## TEXT BLOCK

##############################

Bengaluru ITAT Quashes Penalty U/s 271D as Time-Barred – Six-Month Limitation U/s 275(1)(c) Strictly Enforced

Summary: The Bengaluru ITAT allowed the assessee’s appeals for AYs 2016-17, 2017-18, 2018-19 and 2020-21 by quashing penalties imposed under Section 271D of the Income-tax Act, 1961 as barred by limitation under Section 275(1)(c). The penalties arose from alleged violation of Section 269SS based on statements recorded under Section 132(4) during scrutiny proceedings in the case of another person, leading to notices issued under Section 274 read with Section 271D on 14.08.2024. The Assessing Officer passed penalty orders on 19.03.2025, which were upheld by the CIT(A). The ITAT held that no assessment proceedings had been initiated for the relevant assessment years of the assessee and, therefore, the first limb of Section 275(1)(c) was inapplicable. It held that the second limb of Section 275(1)(c), prescribing six months from the end of the month in which penalty proceedings were initiated, governed the limitation period. Since the penalty proceedings commenced on 14.08.2024, the limitation expired on 28.02.2025, making the penalty orders dated 19.03.2025 time-barred. Having quashed the penalties on this jurisdictional ground, the ITAT kept the remaining grounds open as academic and allowed all the appeals.

The Bengaluru ITAT deleted penalties levied u/s 271D for alleged violation of section 269SS, holding that the penalty orders were barred by limitation prescribed under section 275(1)(c). The penalty proceedings had been initiated based on statements recorded during the scrutiny assessment of another person and not during any assessment proceedings of the assessee.

##############################

Take the account of the Bengaluru ITAT ruling on the time-barred Section 271D penalties further from its last sentence. The material after this point is not needed.

## SUPPLIED DATA
##############################

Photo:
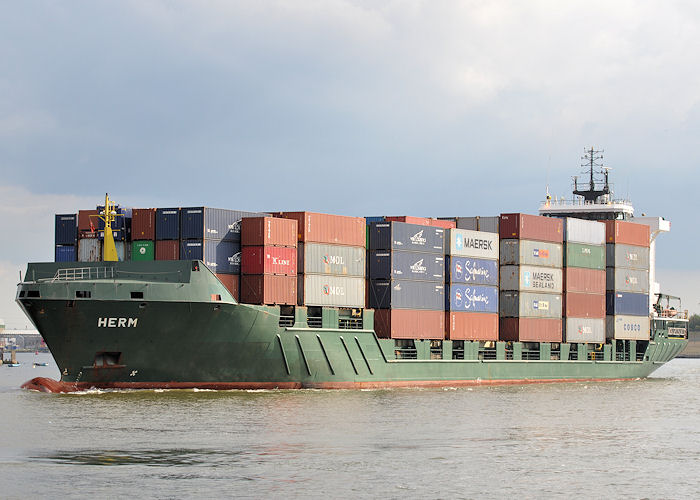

##############################

## RESULT OF THIS EXERCISE
The Tribunal observed that where no assessment or other quantum proceedings are pending against the assessee, the first limb of section 275(1)(c) has no application. In such cases, the limitation is governed exclusively by the second limb, which mandates that the penalty order must be passed within six months from the end of the month in which penalty proceedings are initiated.

In the present case, the show-cause notice u/s 274 r.w.s. 271D was issued on 14.08.2024, whereas the penalty order was passed only on 19.03.2025. Since the limitation expired on 28.02.2025, the Tribunal held that the penalty order was time-barred and consequently quashed it. The same reasoning was applied to all the assessment years under appeal.

Author’s Comments:

This decision reiterates that the limitation provisions governing penalty proceedings are mandatory and jurisdictional. Where penalty proceedings are initiated independently and are not linked to any assessment proceedings of the assessee, the Revenue cannot rely upon the first limb of section 275(1)(c). The ruling serves as an important reminder that even where the merits may favour the Revenue, a penalty order passed beyond the prescribed statutory period is liable to be struck down. It also underscores the need for assessees to carefully examine limitation issues before contesting penalty proceedings on merits.

Cases Discussed: None.

FULL TEXT OF THE ORDER OF ITAT BANGALORE

1. The assessee has filed the present appeals against the separate impugned orders of even date 19/09/2025, passed under section 250 of the Income Tax Act, 1961 (“the Act”) by the learned Commissioner of Income Tax (Appeals), National Faceless Appeal Centre, Delhi, [“learned CIT(A)”], which in turn arose from the separate penalty orders passed under section 271D of the Act, for the assessment years 2016-17 to 2018-19 and 2020-21.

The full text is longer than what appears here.